=== Problem to work on ===
Copy all of the material below line for line, changing nothing.

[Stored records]
• • • • • • •

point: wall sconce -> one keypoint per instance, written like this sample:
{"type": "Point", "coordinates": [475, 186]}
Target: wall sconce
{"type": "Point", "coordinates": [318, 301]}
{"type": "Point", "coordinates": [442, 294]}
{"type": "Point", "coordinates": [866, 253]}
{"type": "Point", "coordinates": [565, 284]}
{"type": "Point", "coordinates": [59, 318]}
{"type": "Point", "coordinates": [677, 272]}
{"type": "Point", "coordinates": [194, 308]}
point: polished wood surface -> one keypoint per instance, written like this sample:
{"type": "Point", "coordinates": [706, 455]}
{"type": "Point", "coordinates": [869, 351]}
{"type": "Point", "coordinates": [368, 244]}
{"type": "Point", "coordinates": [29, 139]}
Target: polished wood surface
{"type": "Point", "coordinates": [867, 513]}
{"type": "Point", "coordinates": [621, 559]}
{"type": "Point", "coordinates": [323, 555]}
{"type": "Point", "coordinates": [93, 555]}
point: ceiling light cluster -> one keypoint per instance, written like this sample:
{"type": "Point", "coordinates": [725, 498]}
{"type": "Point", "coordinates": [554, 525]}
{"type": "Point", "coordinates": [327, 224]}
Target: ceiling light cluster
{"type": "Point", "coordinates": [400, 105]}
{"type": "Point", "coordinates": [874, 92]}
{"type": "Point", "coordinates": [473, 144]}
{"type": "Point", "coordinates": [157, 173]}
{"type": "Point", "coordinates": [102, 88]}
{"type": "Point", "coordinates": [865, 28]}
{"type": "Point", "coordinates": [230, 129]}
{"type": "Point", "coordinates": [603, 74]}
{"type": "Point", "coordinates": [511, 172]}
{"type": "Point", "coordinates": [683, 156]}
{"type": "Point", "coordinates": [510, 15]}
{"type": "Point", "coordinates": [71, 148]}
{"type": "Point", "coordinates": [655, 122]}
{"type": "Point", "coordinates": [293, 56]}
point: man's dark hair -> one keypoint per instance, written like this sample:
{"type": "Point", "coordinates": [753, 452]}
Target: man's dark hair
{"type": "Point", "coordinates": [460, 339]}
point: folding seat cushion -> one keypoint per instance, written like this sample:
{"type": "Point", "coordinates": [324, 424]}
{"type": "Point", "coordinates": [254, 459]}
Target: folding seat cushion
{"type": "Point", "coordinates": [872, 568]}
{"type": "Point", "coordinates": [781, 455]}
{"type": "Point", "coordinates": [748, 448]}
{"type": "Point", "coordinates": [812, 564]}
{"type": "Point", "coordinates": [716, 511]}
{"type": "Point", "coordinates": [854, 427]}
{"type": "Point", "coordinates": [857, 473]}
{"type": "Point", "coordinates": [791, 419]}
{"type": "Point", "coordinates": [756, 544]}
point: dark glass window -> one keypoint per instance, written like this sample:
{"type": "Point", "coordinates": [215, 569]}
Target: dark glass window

• • • • • • •

=== Exercise output ===
point: wall sconce -> one keypoint per instance, written like this sample:
{"type": "Point", "coordinates": [475, 186]}
Target: wall sconce
{"type": "Point", "coordinates": [318, 301]}
{"type": "Point", "coordinates": [442, 294]}
{"type": "Point", "coordinates": [866, 253]}
{"type": "Point", "coordinates": [565, 284]}
{"type": "Point", "coordinates": [59, 318]}
{"type": "Point", "coordinates": [677, 272]}
{"type": "Point", "coordinates": [194, 308]}
point: polished wood surface -> one keypoint per instance, written like this sample:
{"type": "Point", "coordinates": [706, 455]}
{"type": "Point", "coordinates": [869, 351]}
{"type": "Point", "coordinates": [368, 244]}
{"type": "Point", "coordinates": [29, 139]}
Target: polished wood surface
{"type": "Point", "coordinates": [867, 513]}
{"type": "Point", "coordinates": [621, 559]}
{"type": "Point", "coordinates": [323, 555]}
{"type": "Point", "coordinates": [93, 555]}
point: ceiling light cluster -> one keypoint per instance, written like this sample:
{"type": "Point", "coordinates": [725, 498]}
{"type": "Point", "coordinates": [554, 525]}
{"type": "Point", "coordinates": [327, 224]}
Target: ceiling light cluster
{"type": "Point", "coordinates": [400, 105]}
{"type": "Point", "coordinates": [874, 92]}
{"type": "Point", "coordinates": [473, 144]}
{"type": "Point", "coordinates": [157, 173]}
{"type": "Point", "coordinates": [102, 88]}
{"type": "Point", "coordinates": [865, 28]}
{"type": "Point", "coordinates": [230, 129]}
{"type": "Point", "coordinates": [603, 74]}
{"type": "Point", "coordinates": [511, 172]}
{"type": "Point", "coordinates": [683, 156]}
{"type": "Point", "coordinates": [510, 15]}
{"type": "Point", "coordinates": [71, 148]}
{"type": "Point", "coordinates": [655, 122]}
{"type": "Point", "coordinates": [293, 56]}
point: man's dark hair -> one keypoint per instance, written like this sample:
{"type": "Point", "coordinates": [753, 452]}
Target: man's dark hair
{"type": "Point", "coordinates": [460, 339]}
point: folding seat cushion -> one keypoint per instance, written like this sample:
{"type": "Point", "coordinates": [324, 424]}
{"type": "Point", "coordinates": [254, 459]}
Target: folding seat cushion
{"type": "Point", "coordinates": [872, 568]}
{"type": "Point", "coordinates": [781, 455]}
{"type": "Point", "coordinates": [748, 448]}
{"type": "Point", "coordinates": [812, 564]}
{"type": "Point", "coordinates": [716, 511]}
{"type": "Point", "coordinates": [854, 427]}
{"type": "Point", "coordinates": [857, 473]}
{"type": "Point", "coordinates": [791, 419]}
{"type": "Point", "coordinates": [756, 544]}
point: dark glass window -> one keypoint per instance, written like this sample:
{"type": "Point", "coordinates": [215, 569]}
Target: dark glass window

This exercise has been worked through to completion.